- [Aim] In the passage below about the federal employee unions' lawsuits, how many provisions of the Executive Orders did the district court find violated the Statute?

- [Text block]

^^^^^^^^^^^^^^^^

Various federal employee unions have previously brought two similar but separate lawsuits challenging the Executive Orders. In AFGE v. Trump , 318 F. Supp. 3d 370 (D.D.C. 2018), the American Federation of Government Employees ("AFGE") and numerous other federal employee unions brought consolidated cases, contending that (1) the President had no statutory or constitutional authority to issue executive orders pertaining to the field of federal labor relations; (2) provisions within the Executive Orders conflicted with particular sections of the Statute in a manner that abrogated the unions’ statutory right to bargain collectively; and (3) the Executive Orders violated the Constitution, specifically the Take Care Clause and the First Amendment right to freedom of association. 318 F. Supp. 3d at 380. On cross-motions for summary judgment, the Government contended that the district court lacked subject-matter jurisdiction over the dispute due to the channeling effect of the Statute's administrative review scheme, that some of the unions’ claims were insufficiently concrete to be prudentially ripe for judicial decision, and that the unions’ claims failed on the merits. Id. The district court held that it did have subject-matter jurisdiction and that the legal claims were generally ripe for judicial resolution. Id. at 395–412. On the merits, the district court determined that although the President did have statutory authority to issue executive orders in the field of federal labor relations generally, nine provisions of these specific Executive Orders violated the Statute. Id. at 412–33. The district court therefore enjoined the executive branch from implementing those nine provisions. Id. at 440.

^^^^^^^^^^^^^^^^

- [Entries]
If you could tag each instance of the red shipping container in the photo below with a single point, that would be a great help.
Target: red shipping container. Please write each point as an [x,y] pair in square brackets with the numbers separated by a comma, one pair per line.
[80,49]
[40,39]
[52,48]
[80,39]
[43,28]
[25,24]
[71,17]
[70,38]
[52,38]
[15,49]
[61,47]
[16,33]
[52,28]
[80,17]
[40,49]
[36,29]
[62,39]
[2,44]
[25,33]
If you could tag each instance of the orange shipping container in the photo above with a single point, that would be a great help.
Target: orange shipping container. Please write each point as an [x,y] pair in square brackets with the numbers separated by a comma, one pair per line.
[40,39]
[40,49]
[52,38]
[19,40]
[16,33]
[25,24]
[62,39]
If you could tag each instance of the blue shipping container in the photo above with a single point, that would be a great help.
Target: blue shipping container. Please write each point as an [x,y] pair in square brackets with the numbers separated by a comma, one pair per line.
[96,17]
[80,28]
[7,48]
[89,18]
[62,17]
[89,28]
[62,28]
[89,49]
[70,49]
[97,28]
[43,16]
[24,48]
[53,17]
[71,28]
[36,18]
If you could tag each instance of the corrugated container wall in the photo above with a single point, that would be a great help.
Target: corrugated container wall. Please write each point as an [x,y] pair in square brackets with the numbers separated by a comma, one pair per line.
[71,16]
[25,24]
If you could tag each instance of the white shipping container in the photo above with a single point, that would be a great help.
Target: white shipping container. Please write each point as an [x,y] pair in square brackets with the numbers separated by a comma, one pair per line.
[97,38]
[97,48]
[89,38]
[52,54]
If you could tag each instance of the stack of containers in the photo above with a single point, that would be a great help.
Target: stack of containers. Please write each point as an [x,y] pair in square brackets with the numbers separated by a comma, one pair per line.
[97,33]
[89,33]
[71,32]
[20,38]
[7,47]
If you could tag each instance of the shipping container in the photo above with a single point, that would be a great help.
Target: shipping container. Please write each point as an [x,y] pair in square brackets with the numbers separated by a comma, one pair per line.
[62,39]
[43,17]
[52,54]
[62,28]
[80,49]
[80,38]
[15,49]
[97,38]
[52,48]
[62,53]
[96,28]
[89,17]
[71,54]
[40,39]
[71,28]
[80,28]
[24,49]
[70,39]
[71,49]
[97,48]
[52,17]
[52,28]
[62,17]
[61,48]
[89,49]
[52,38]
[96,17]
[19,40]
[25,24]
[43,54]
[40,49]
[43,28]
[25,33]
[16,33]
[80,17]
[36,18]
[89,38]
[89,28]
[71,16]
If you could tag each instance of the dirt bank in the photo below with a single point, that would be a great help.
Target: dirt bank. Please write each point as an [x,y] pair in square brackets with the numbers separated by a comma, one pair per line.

^^^^^^^^^^^^^^^^

- [Task result] Nine